→ Dataset excerpts
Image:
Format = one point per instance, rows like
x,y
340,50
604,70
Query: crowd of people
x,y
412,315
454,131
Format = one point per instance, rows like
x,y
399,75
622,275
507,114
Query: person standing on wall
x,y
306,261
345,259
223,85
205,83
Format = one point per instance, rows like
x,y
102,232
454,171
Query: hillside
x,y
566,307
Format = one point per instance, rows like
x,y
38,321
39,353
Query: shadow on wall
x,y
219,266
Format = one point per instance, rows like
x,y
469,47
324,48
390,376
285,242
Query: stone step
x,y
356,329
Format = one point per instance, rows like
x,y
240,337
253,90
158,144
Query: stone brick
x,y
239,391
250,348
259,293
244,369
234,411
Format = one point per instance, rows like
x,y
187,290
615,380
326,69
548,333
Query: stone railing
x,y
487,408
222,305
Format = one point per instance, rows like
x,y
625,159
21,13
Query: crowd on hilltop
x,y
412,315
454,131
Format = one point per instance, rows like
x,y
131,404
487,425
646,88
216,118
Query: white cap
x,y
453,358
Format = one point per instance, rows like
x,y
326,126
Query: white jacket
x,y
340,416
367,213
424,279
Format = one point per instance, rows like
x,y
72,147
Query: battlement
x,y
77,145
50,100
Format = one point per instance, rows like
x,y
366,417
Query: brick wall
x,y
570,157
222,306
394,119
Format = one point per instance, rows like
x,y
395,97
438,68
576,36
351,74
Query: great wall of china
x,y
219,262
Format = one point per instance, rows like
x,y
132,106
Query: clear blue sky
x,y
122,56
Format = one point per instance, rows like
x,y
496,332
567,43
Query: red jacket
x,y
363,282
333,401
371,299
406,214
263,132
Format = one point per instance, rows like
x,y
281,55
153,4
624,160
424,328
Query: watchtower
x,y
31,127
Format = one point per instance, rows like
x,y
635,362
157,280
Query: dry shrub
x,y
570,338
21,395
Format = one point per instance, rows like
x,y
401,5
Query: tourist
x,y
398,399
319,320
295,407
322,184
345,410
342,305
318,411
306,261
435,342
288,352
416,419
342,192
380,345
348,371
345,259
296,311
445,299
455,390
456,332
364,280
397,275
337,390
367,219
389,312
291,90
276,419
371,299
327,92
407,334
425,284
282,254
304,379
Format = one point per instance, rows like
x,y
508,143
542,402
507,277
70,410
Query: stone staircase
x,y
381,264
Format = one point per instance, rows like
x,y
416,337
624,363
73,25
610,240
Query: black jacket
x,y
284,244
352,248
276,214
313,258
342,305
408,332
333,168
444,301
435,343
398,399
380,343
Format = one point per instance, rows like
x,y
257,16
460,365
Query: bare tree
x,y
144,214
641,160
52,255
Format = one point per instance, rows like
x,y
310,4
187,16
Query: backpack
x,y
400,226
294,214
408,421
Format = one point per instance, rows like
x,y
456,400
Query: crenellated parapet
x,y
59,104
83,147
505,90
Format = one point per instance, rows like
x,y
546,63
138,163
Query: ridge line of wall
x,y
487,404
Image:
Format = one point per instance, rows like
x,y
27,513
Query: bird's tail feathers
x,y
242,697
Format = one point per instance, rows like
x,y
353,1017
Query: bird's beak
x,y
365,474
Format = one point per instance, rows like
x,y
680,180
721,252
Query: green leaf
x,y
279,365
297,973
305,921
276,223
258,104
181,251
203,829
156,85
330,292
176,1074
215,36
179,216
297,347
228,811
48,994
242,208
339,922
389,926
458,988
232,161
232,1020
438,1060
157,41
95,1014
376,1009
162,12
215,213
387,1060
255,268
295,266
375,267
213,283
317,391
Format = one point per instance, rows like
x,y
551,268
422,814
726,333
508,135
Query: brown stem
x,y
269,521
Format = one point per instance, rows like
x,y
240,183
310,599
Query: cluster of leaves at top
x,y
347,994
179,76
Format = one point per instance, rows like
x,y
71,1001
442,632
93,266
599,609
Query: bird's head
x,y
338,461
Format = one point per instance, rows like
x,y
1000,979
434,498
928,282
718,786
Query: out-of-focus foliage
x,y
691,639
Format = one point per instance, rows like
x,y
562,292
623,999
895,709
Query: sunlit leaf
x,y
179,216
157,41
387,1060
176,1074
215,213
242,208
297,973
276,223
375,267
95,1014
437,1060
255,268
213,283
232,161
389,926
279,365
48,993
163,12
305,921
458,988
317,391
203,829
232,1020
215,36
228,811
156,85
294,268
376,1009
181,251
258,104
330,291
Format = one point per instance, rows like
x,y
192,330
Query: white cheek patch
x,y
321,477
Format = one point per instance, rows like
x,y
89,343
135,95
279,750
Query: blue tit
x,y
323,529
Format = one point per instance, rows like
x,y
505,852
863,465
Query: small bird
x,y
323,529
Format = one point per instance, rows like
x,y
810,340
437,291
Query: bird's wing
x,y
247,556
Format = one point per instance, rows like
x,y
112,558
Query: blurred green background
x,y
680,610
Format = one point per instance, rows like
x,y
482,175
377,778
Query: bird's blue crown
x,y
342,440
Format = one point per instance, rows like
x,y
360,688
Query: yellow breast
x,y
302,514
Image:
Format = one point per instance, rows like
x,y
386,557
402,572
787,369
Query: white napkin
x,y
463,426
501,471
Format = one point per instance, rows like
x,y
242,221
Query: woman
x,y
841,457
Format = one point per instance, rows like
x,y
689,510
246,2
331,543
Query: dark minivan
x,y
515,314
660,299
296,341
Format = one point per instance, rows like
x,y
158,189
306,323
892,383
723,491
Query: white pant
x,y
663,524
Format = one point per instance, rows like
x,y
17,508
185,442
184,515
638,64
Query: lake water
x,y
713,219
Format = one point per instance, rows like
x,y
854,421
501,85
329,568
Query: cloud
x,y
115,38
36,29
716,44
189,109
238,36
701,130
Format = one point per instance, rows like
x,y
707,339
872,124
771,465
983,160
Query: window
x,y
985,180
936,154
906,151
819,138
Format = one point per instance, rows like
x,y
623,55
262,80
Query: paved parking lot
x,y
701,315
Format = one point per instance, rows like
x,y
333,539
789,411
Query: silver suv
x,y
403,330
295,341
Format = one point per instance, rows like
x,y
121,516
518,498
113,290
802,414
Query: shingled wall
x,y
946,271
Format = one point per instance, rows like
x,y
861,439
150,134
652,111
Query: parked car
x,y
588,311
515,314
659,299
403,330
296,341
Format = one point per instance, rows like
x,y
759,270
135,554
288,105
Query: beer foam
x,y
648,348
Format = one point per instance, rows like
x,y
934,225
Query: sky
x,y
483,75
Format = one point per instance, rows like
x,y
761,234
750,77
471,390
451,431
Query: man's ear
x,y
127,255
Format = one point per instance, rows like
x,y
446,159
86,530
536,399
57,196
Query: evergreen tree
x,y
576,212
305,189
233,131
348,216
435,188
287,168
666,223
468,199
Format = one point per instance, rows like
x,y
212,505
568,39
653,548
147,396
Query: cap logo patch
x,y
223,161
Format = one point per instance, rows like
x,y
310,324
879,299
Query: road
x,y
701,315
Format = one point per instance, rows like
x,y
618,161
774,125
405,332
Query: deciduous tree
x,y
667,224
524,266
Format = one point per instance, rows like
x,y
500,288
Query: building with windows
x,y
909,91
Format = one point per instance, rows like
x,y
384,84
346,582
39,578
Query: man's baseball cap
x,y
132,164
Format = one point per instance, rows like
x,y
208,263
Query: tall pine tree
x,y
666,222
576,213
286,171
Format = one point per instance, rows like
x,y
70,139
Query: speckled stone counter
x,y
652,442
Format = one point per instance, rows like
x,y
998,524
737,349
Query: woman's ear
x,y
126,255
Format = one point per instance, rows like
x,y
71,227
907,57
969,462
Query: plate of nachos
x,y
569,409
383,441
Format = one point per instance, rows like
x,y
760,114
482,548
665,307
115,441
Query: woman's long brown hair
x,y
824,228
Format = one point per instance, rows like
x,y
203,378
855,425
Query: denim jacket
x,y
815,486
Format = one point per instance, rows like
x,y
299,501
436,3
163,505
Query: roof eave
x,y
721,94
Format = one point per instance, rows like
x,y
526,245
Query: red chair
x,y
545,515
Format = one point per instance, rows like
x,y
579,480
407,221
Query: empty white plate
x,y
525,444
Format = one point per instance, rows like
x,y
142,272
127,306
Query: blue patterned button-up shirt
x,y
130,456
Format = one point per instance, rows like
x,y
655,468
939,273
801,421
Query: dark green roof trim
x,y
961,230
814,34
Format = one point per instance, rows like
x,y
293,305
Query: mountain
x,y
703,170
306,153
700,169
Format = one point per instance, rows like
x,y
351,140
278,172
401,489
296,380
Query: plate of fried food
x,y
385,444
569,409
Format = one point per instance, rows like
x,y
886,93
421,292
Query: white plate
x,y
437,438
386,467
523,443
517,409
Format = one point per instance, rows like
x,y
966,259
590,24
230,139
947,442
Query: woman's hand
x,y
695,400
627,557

→ What the task requires
Pick out each line in the material above that contains the word "jacket", and copy those lines.

→ Solution
Query: white jacket
Query: red jacket
Query: black jacket
Query: denim jacket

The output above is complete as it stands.